◆ AUSZUG:
***

DER WAHLKAMPF
Die Satzung der SDA schuf die formalen Voraussetzungen für die Teilnahme am Wettlauf um die Macht. Überall entstanden Niederlassungen. Besonders denkwürdig war eine Kundgebung in Banja Luka, an der rund 20.000 Menschen teilnahmen und bei der eine Rede des in Banja Luka geborenen Akademikers Prof. Dr. Muhamed Filipović besonders gut aufgenommen wurde.
Der Besuch von Izetbegović in den USA war denkwürdig wegen seines Treffens mit Nijaz Batlak, mit dem Spitznamen Daidža, der sich als „Kroate islamischen Glaubens“ vorstellte. Er fragte Alija, ob die Bosniaken sich auf einen Krieg vorbereiten, und sagte kühl das Abschlachten von Bosniaken im Drina-Tal voraus. Daidža sollte später eine umstrittene Rolle im Krieg in Bosnien und Herzegowina spielen.
Die größten Wahlkundgebungen der SDA fanden in Foča, Novi Pazar und Velika Kladuša statt, wobei Foča die emotionalste und Velika Kladuša die beeindruckendste war. Dort kamen am 15. September 1990 etwa 200.000 Menschen, um Izetbegović eine Rede zu hören, in der er recht explizit sprach: „Bosnien und Herzegowina als zivile Republik ist das, was das muslimische Volk will: nicht islamisch, nicht sozialistisch, sondern zivil“. Heftige Forderungen nach Unabhängigkeit wurden bereits in Slowenien und Kroatien laut, was den SDA-Vorsitzenden dazu veranlasste, zu betonen, dass die Bosniaken nicht damit einverstanden seien, Teil von „Großserbien“ zu bleiben. Er war ganz direkt: „Wenn nötig, werden die Muslime zu den Waffen greifen, um Bosnien zu verteidigen“. Die Rede, die er bei dieser Kundgebung hielt, wird in Erinnerung bleiben, da Izetbegović zum ersten Mal von Waffen als einer möglichen Alternative sprach. Vielleicht glaubte sogar er selbst nicht daran, dass der bewaffnete Konflikt, von dem er sprach, bald Wirklichkeit werden würde.

***

◆ VERFÜGBARE DATEN:
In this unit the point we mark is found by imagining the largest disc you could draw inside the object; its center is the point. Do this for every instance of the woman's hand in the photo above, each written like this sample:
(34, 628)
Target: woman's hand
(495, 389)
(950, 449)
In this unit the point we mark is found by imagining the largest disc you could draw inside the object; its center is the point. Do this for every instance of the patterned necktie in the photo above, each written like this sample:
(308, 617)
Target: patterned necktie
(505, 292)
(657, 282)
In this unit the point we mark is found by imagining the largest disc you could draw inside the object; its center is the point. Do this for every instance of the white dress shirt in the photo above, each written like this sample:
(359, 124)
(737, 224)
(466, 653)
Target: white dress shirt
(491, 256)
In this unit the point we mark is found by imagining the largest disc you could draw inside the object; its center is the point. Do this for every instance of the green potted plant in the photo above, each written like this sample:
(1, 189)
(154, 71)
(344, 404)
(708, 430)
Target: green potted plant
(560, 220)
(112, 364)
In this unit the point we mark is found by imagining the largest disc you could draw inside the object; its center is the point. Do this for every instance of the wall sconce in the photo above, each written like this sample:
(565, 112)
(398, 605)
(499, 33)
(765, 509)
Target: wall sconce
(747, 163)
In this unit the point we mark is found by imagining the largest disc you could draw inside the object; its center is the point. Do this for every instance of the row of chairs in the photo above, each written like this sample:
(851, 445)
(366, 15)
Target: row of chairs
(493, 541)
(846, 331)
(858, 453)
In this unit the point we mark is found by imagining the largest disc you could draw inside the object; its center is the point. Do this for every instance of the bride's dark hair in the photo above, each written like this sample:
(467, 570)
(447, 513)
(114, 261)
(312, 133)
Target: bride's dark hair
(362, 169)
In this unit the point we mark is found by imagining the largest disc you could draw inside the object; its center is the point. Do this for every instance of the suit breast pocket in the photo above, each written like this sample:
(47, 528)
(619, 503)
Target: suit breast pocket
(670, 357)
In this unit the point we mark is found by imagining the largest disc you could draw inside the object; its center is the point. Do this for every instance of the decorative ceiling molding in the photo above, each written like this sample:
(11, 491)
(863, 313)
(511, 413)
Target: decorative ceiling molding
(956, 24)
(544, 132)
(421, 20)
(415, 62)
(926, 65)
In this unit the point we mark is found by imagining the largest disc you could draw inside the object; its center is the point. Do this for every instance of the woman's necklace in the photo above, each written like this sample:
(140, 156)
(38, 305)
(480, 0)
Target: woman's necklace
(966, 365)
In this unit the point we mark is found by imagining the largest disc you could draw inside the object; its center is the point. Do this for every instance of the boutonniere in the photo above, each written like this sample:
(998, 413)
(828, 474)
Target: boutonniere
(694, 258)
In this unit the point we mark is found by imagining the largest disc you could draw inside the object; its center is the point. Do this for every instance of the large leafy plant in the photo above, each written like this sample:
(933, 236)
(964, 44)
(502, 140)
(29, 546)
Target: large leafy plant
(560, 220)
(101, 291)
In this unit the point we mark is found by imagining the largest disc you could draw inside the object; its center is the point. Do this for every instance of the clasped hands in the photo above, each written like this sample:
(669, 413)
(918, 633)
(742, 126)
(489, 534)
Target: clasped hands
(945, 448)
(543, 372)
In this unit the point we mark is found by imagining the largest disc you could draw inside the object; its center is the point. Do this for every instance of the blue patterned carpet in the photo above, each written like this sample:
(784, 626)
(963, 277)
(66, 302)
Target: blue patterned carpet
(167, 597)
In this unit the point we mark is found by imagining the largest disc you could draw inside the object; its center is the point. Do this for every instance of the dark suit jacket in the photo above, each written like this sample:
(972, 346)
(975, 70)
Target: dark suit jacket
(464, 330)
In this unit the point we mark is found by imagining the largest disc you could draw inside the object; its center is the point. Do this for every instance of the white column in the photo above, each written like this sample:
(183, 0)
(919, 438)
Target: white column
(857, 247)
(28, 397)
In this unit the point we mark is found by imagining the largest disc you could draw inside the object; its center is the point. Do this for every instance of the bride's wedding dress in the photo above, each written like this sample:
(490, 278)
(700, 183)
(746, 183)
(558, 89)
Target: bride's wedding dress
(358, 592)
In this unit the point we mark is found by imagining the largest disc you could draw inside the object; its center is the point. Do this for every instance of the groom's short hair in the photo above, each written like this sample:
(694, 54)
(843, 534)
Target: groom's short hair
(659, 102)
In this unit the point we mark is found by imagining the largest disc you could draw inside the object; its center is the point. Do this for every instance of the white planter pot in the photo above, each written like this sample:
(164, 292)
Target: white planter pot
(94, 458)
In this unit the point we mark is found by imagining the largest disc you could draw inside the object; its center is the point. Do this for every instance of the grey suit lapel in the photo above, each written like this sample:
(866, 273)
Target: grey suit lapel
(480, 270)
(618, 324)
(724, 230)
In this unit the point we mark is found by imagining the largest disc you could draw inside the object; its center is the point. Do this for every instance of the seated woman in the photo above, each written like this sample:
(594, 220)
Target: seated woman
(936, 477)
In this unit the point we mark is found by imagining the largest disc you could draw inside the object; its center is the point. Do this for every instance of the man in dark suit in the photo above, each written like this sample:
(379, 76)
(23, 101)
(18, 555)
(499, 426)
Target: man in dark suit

***

◆ ZIEL DER ÜBUNG: Gib aus dem Auszug über den Wahlkampf die Stelle von „Der Besuch von“ bis „und Herzegowina spielen.“ wortgetreu aus.

◆ AUSGABE:
Der Besuch von Izetbegović in den USA war denkwürdig wegen seines Treffens mit Nijaz Batlak, mit dem Spitznamen Daidža, der sich als „Kroate islamischen Glaubens“ vorstellte. Er fragte Alija, ob die Bosniaken sich auf einen Krieg vorbereiten, und sagte kühl das Abschlachten von Bosniaken im Drina-Tal voraus. Daidža sollte später eine umstrittene Rolle im Krieg in Bosnien und Herzegowina spielen.